Aşağıdaki âyet metnine göre (a), (b) ve (c) ifadelerinin doğru olup olmadığını belirleyin. Her biri için evet ya da hayır deyip kararı veren sözleri metinden birebir alıntılayın.
(a) İnsanların iktisadî bakımdan farklı seviyelerde bulunması, Allah Teâlâ'nın iradesi ve koyduğu kanunlar gereğincedir.
(b) Açıklamada ribânın Allah tarafından açıkça yasaklandığı söylenir.
(c) Allah'ın birliği, bu âyetler kümesinin sonunda canlı bir temsil ile anlatılır.
### Metin Bölümü ###
وَمَٓا اٰتَيْتُمْ مِنْ رِباً لِيَرْبُوَ۬ا ف۪ٓي اَمْوَالِ النَّاسِ فَلَا يَرْبُوا عِنْدَ اللّٰهِۚ وَمَٓا اٰتَيْتُمْ مِنْ زَكٰوةٍ تُر۪يدُونَ وَجْهَ اللّٰهِ فَاُو۬لٰٓئِكَ هُمُ الْمُضْعِفُونَ
Sıra | Kelime | Anlamı | Kökü |
---|---|---|---|
1 | وَمَا | ne ki |
|
2 | اتَيْتُمْ | verdiniz |
|
3 | مِنْ |
|
|
4 | رِبًا | riba (faiz) |
|
5 | لِيَرْبُوَ | artması için |
|
6 | فِي | içinde |
|
7 | أَمْوَالِ | malları |
|
8 | النَّاسِ | insanların |
|
9 | فَلَا | asla |
|
10 | يَرْبُو | artmaz |
|
11 | عِنْدَ | katında |
|
12 | اللَّهِ | Allah |
|
13 | وَمَا | ama |
|
14 | اتَيْتُمْ | verdiğiniz |
|
15 | مِنْ | -tan |
|
16 | زَكَاةٍ | zekat- |
|
17 | تُرِيدُونَ | isteyerek |
|
18 | وَجْهَ | yüzünü (rızasını) |
|
19 | اللَّهِ | Allah’ın |
|
20 | فَأُولَٰئِكَ | işte |
|
21 | هُمُ | onlar |
|
22 | الْمُضْعِفُونَ | kat kat artıranlardır |
|
Bu âyetlerde önce insanların farklı imkânlara sahip olmaları, özellikle iktisadî bakımdan farklı seviyelerde bulunmaları realitesine yine onların gözlemleri tanık tutularak değinilmekte, bunun Allah Teâlâ’nın iradesi ve koyduğu kanunlar gereğince böyle olduğuna dikkat çekilmekte, ardından bu hakikati kavrayanlara bazı sosyal yardımlaşma görevleri hatırlatılmakta, paranın sömürü ve baskı aracı olarak kullanılmasında önemli bir işlem olan ribâdan (faizcilik, tefecilik) Allah’ın hoşnut olmadığı ima edilmekte, nihayet bu âyetler kümesinin başında (28. âyet) canlı bir temsil ile anlatılan Allah’ın birliği ve ortaklardan münezzeh olduğu gerçeği bir daha vurgulanmaktadır.
### Sağlanan Veriler ###
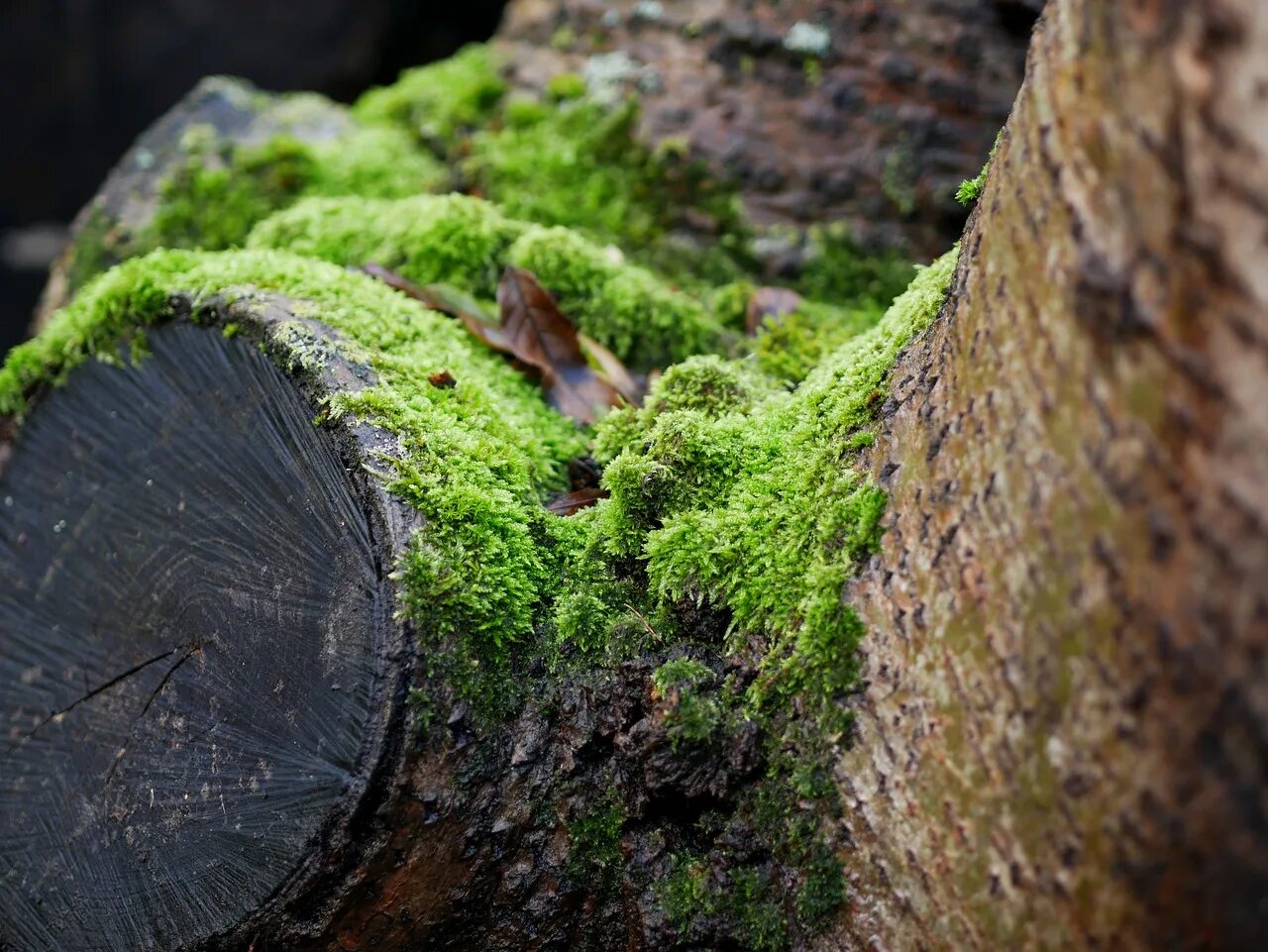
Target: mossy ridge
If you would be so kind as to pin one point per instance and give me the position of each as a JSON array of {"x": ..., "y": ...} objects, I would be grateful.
[
  {"x": 728, "y": 492},
  {"x": 727, "y": 489},
  {"x": 475, "y": 459},
  {"x": 214, "y": 196},
  {"x": 467, "y": 243},
  {"x": 574, "y": 159}
]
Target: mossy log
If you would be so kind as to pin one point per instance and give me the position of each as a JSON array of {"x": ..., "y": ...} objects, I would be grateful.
[
  {"x": 842, "y": 110},
  {"x": 208, "y": 733},
  {"x": 949, "y": 637}
]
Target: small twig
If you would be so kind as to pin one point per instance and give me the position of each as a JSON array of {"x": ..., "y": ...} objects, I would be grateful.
[{"x": 646, "y": 622}]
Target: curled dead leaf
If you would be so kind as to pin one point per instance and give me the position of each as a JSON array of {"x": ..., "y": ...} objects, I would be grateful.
[
  {"x": 770, "y": 303},
  {"x": 576, "y": 501},
  {"x": 543, "y": 338}
]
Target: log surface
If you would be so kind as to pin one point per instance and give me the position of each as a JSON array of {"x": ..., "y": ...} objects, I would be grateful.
[{"x": 194, "y": 651}]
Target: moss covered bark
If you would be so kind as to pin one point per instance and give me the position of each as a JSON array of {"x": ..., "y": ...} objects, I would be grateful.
[{"x": 738, "y": 507}]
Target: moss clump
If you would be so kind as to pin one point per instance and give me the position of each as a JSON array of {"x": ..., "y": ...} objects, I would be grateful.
[
  {"x": 739, "y": 902},
  {"x": 579, "y": 163},
  {"x": 428, "y": 239},
  {"x": 970, "y": 189},
  {"x": 438, "y": 102},
  {"x": 594, "y": 856},
  {"x": 693, "y": 717},
  {"x": 467, "y": 243},
  {"x": 475, "y": 459},
  {"x": 785, "y": 517},
  {"x": 212, "y": 199},
  {"x": 621, "y": 306},
  {"x": 838, "y": 270}
]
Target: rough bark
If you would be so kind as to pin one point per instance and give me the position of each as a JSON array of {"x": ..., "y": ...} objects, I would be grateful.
[
  {"x": 1063, "y": 742},
  {"x": 869, "y": 113}
]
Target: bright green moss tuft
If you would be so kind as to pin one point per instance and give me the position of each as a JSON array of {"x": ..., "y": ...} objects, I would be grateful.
[
  {"x": 438, "y": 102},
  {"x": 213, "y": 198},
  {"x": 621, "y": 306},
  {"x": 840, "y": 271},
  {"x": 428, "y": 239},
  {"x": 467, "y": 243},
  {"x": 765, "y": 511},
  {"x": 741, "y": 901},
  {"x": 474, "y": 459},
  {"x": 594, "y": 855},
  {"x": 579, "y": 163},
  {"x": 566, "y": 85},
  {"x": 679, "y": 674},
  {"x": 970, "y": 189}
]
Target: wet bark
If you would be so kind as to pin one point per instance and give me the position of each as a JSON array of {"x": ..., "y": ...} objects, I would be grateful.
[
  {"x": 842, "y": 110},
  {"x": 1064, "y": 740}
]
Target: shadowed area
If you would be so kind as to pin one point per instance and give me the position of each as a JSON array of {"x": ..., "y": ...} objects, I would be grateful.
[{"x": 190, "y": 649}]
###
### Alıştırma Yanıtı
(a) Evet: "bunun Allah Teâlâ’nın iradesi ve koyduğu kanunlar gereğince böyle olduğuna dikkat çekilmekte"
(b) Hayır: "ribâdan (faizcilik, tefecilik) Allah’ın hoşnut olmadığı ima edilmekte"
(c) Hayır: "bu âyetler kümesinin başında (28. âyet) canlı bir temsil ile anlatılan"